The number of neonates increased with increasing temperatures. At a temperature of 25°C no significant differences between the individual treatment groups were observed although the growth was overall inhibited due to pyrimethanil. Besides, at 15 and 20°C it is obvious that daphnids which were fed with contaminated algae had the lowest reproduction and growth rate. The obtained results clearly demonstrate that multiple stress factors can modify the response of daphnids to pollutants. The exposure routes of the contaminant are of minor importance, while temperature and the presence of a predator are the dominant factors impacting the reproduction of D. pulex. It can be concluded that low concentrations of pyrimethanil may disturb the zooplankton community at suboptimal temperature conditions, but the effects will become masked if chaoborid larvae are present. Therefore it seems necessary to observe prospectively if the combination of several stress factors like pesticide exposure and suboptimal temperature may influence the life history and sensitivity of several aquatic invertebrates differently.

**SUPPLIED MATERIAL**:
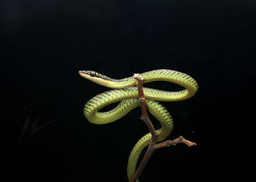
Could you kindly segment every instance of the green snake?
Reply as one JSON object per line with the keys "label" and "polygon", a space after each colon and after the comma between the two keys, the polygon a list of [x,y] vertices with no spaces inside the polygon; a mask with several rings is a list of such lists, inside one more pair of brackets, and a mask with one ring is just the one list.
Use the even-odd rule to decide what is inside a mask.
{"label": "green snake", "polygon": [[[79,71],[79,74],[87,79],[107,87],[108,90],[89,100],[84,106],[83,114],[87,119],[96,124],[113,122],[123,117],[133,108],[140,106],[137,80],[133,77],[113,79],[93,71]],[[157,101],[178,101],[192,97],[197,90],[196,81],[190,76],[179,71],[159,69],[141,74],[143,83],[154,81],[166,81],[177,84],[184,90],[163,91],[143,87],[146,105],[150,113],[160,122],[162,127],[157,130],[157,142],[165,140],[173,128],[173,119],[168,111]],[[120,102],[110,111],[100,112],[102,108],[113,103]],[[127,165],[127,177],[131,181],[136,170],[136,165],[143,149],[151,142],[151,134],[143,136],[132,149]]]}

**TASK ITEM**: Summarize the passage on pyrimethanil and daphnid reproduction in two sentences.

**EXERCISE OUTPUT**: Daphnids produced more neonates as temperature rose, and at 15 and 20°C those fed contaminated algae had the lowest reproduction and growth rate, while at 25°C the treatment groups showed no significant differences even though pyrimethanil inhibited growth overall. Temperature and the presence of a predator, rather than the exposure route, were the dominant factors in the reproduction of D. pulex, so low pyrimethanil concentrations may disturb the zooplankton community at suboptimal temperatures, though the effects become masked when chaoborid larvae are present.